Write out every entry exactly as it stands.

::: ENTRIES PROVIDED :::

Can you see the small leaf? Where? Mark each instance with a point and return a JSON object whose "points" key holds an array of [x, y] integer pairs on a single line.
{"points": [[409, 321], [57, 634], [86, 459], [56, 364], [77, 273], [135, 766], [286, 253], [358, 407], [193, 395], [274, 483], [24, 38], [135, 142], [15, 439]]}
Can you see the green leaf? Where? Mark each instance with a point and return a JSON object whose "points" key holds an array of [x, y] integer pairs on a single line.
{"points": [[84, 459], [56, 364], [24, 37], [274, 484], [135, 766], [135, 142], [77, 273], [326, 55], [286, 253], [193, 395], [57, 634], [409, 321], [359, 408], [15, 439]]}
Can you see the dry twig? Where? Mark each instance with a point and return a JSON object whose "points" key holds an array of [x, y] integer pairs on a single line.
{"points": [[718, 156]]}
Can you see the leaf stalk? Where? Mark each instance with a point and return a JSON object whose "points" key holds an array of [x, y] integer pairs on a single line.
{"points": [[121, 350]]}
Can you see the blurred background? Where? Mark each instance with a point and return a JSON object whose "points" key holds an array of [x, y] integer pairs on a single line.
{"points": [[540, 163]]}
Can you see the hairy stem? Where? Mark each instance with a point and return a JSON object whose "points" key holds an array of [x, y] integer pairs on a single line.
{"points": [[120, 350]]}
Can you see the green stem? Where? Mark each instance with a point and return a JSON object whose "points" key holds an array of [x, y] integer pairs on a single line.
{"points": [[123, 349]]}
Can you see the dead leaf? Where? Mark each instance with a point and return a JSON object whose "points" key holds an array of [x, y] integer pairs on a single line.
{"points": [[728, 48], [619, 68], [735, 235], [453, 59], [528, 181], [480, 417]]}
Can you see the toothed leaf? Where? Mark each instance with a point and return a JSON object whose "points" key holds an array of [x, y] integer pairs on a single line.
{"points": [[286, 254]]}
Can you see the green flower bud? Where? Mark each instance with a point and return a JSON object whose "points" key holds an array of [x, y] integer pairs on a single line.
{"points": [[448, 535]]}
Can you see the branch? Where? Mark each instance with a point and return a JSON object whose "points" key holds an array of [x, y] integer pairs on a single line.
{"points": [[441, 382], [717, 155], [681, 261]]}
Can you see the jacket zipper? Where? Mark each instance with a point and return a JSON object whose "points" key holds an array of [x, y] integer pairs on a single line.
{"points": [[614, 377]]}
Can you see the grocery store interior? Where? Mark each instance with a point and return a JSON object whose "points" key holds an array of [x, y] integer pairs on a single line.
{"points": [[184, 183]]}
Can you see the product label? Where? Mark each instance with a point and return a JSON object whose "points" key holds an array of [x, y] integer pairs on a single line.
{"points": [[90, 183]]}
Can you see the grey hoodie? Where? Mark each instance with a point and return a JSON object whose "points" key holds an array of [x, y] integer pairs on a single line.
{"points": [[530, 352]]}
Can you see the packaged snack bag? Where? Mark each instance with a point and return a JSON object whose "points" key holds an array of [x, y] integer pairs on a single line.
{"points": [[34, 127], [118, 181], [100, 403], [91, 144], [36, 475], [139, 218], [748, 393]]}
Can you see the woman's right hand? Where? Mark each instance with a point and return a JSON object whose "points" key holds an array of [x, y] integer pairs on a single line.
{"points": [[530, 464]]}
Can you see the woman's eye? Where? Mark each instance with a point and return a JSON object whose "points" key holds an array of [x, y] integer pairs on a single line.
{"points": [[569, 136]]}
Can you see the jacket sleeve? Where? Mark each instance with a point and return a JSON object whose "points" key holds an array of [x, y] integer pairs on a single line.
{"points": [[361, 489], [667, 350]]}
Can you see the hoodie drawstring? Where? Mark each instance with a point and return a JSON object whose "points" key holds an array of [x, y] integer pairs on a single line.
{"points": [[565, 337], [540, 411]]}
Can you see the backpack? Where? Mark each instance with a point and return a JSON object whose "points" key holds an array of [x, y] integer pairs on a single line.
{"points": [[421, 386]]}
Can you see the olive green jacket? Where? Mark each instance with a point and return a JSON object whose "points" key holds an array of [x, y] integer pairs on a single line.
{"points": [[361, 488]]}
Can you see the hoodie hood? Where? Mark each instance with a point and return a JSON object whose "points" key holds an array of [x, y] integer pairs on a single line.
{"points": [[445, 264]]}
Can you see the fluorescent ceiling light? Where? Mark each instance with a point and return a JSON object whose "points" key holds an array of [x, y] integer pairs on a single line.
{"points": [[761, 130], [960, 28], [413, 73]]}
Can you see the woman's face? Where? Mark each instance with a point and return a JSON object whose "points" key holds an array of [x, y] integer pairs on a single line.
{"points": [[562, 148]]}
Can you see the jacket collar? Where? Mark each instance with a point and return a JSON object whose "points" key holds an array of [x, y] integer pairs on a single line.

:::

> [RIGHT ANSWER]
Can you see the small leaf? Where? Mark each instance with a point and return a JSON object whose "points" key holds an array of [x, y] integer pairs on a single line.
{"points": [[409, 321], [57, 634], [86, 459], [56, 364], [77, 273], [135, 766], [286, 253], [358, 407], [193, 395], [274, 483], [24, 38], [135, 142], [15, 439]]}
Can you see the green leaf? Where? Mark each instance with a point and return a JSON object whose "points" key holds an array of [x, y] integer pairs on a single line.
{"points": [[84, 459], [56, 364], [24, 37], [274, 484], [135, 766], [135, 142], [77, 273], [326, 55], [286, 253], [193, 395], [57, 634], [409, 321], [359, 408], [15, 439]]}
Can you see the dry twig? Where? Mark each instance with a point and return a JSON object whose "points" key holds an array of [x, y] integer pairs on a single line.
{"points": [[718, 156]]}
Can you see the leaf stalk? Where? Mark each instance with a point and return a JSON object whose "points" key holds an array of [x, y] integer pairs on a single line.
{"points": [[121, 350]]}
Can you see the blurred background? Where? Mark each instance with a point and return a JSON object whose "points" key holds an array of [x, y] integer pairs on a single line.
{"points": [[540, 163]]}
Can you see the hairy stem? Where? Mark each instance with a point and return a JSON object whose "points" key holds an array of [x, y] integer pairs on a single line.
{"points": [[120, 350]]}
Can you see the green stem? Where? Mark each instance with a point and return a JSON object whose "points" key holds an array of [x, y] integer pairs on a single line.
{"points": [[123, 349]]}
Can you see the dead leaf? Where? Mark each instance with a point and return a JSON object whose "points" key holds an array of [x, y] integer pairs on a single line.
{"points": [[728, 48], [619, 68], [735, 235], [453, 59], [528, 181], [480, 417]]}
Can you see the toothed leaf? Where? Mark each instance with a point and return a JSON object whose "points" key holds an array of [x, y] integer pairs on a single line.
{"points": [[286, 254]]}
Can you see the green flower bud? Where? Mark each instance with a point and return a JSON object whose "points" key holds an array of [x, y] integer pairs on a single line.
{"points": [[448, 535]]}
Can you see the branch? Where? Mark each instance with a point and return a JSON object whose "points" key holds an array of [x, y] integer pairs on a single line.
{"points": [[441, 382], [717, 155], [681, 261]]}
Can you see the jacket zipper? Where? Mark each instance with a point and return a JSON object whose "points" key holds an array of [x, y] integer pairs on a single line.
{"points": [[614, 377]]}
Can you see the grocery store interior? Where? Mark each instance with a point and return a JSON object whose "points" key holds an array of [x, y] integer pairs on a single line.
{"points": [[184, 183]]}
Can you see the product label? Where? Mark each instance with a point and return a JSON object whose "points" key holds an array of [x, y] integer pairs on a single line.
{"points": [[90, 183]]}
Can you see the grey hoodie? Where? Mark each instance with a point and return a JSON object whose "points" key holds an array of [x, y] integer pairs on a single line.
{"points": [[530, 352]]}
Can you see the packaged snack bag? Where? Mark each instance with a point and return a JSON object whose "points" key holds an array of [x, y] integer pairs on a single line.
{"points": [[34, 127], [118, 181], [100, 403], [91, 144], [36, 475], [139, 218], [748, 393]]}
Can you see the woman's right hand? Where? Mark each instance with a point and return a JSON object whose "points" key holds an array of [x, y] integer pairs on a single line.
{"points": [[530, 464]]}
Can you see the woman's eye? Where? Mark each instance with a point and return a JSON object whose "points" key holds an array of [x, y] integer pairs on a single line.
{"points": [[569, 136]]}
Can you see the jacket sleeve? Where? Mark each instance with a point and return a JSON object whose "points" key holds an array of [x, y] integer pairs on a single line.
{"points": [[361, 489], [667, 350]]}
Can you see the hoodie drawstring? Where? Mark each instance with a point and return a JSON object whose "points" key holds an array of [x, y] integer pairs on a single line.
{"points": [[565, 337], [540, 411]]}
Can you see the backpack? Where? Mark each instance with a point and return a JSON object whose "points" key holds an array of [x, y] integer pairs on a single line.
{"points": [[421, 386]]}
Can you see the olive green jacket? Where? Mark each instance with a point and return a JSON object whose "points" key holds an array of [x, y] integer pairs on a single line.
{"points": [[361, 488]]}
Can you see the hoodie hood? Where? Mark each instance with a point and return a JSON object whose "points" key holds an array of [x, y] integer pairs on a single line.
{"points": [[445, 264]]}
Can you see the fluorescent ceiling light? Where? Mark each instance with a point and return a JSON object whose "points" key holds an array of [x, y] integer pairs on a single line.
{"points": [[761, 130], [960, 28], [413, 73]]}
Can you see the woman's face? Where? Mark each instance with a point and return a JSON object whose "points" key holds an array of [x, y] integer pairs on a single line.
{"points": [[562, 148]]}
Can you see the jacket collar? Where? Mark each instance with a point and return a JSON object whose "points" key holds an array of [x, y] integer pairs on a single line.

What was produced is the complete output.